● ПОСТАВЛЕННОЕ ЗАДАНИЕ
Сколько строк в записях ниже содержат слово «instance»? Укажите только число.

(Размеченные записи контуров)
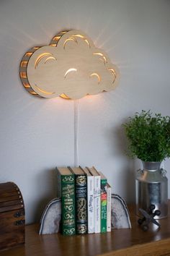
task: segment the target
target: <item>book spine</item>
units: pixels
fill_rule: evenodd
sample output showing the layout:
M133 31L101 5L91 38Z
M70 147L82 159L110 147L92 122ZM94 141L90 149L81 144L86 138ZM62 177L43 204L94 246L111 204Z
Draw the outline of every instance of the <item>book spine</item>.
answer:
M101 232L107 232L107 179L101 179Z
M87 232L86 175L76 174L76 226L77 234Z
M87 219L88 234L94 233L94 176L87 176Z
M100 176L94 176L94 233L100 233L101 231L100 187L101 187Z
M111 200L112 200L112 192L111 192L111 187L107 185L107 231L110 232L111 231Z
M74 175L61 175L62 234L76 234L75 178Z

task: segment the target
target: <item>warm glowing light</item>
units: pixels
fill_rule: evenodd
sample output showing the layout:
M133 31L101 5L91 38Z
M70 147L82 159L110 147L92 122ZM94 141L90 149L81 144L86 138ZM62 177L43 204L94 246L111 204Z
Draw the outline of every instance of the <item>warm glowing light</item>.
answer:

● ОЖИДАЕМЫЙ ОТВЕТ
2